In the design text on latency during traffic spikes, what example value is given for the p99 latency SLO?

BEGIN Excerpted text

Design: Maintain p99 Latency SLOs During Sudden Traffic Spikes
Context
You are designing a user-facing, read-heavy HTTP/gRPC service that occasionally experiences sudden traffic spikes (for example, due to push notifications or viral content). The service must maintain a p99 latency SLO (e.g., 200 ms) and degrade gracefully under overload.
Assume a typical architecture: Clients → L7 load balancer/reverse proxy → stateless application instances → critical dependencies (cache, DB, search, feature store). Autoscaling cannot fully mask second-level spikes, so the service must protect itself.
Tasks
-
Admission Control and Rate Limiting
-
Describe how you would implement admission control at the load balancer and within the application.
-
Include token-bucket rate limiting (global and per-tenant/key), concurrency limits, and burst handling.

END Excerpted text
BEGIN Recorded information

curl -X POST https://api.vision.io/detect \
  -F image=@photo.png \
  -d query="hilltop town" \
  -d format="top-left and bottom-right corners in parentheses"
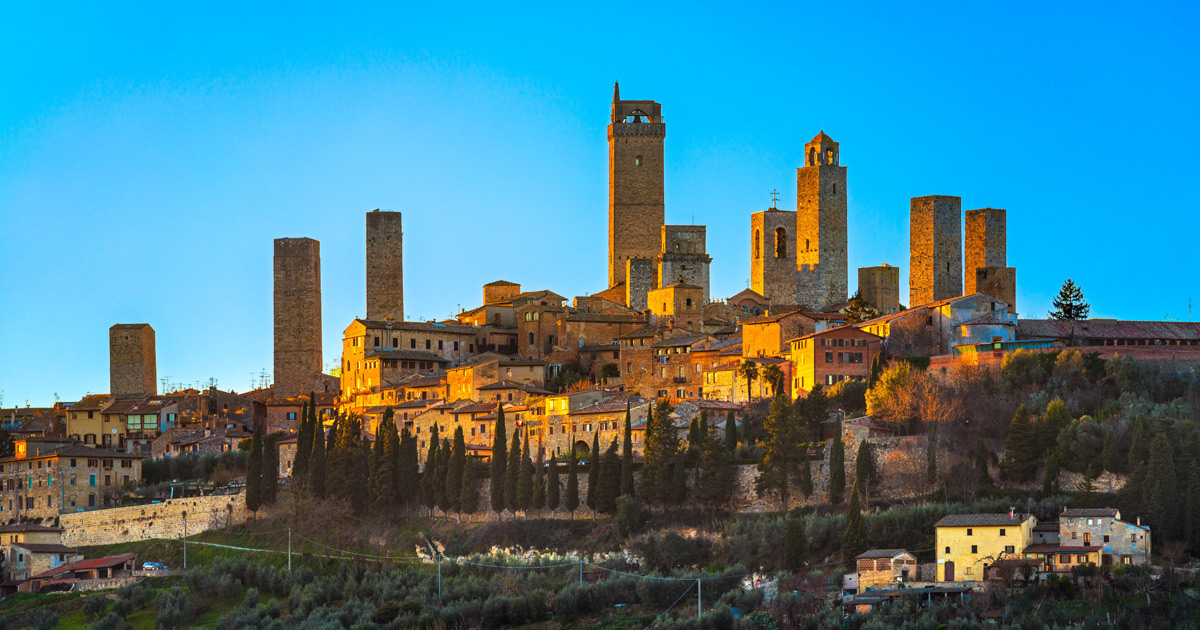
top-left (0, 85), bottom-right (1200, 628)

END Recorded information

## Worked solution
200 ms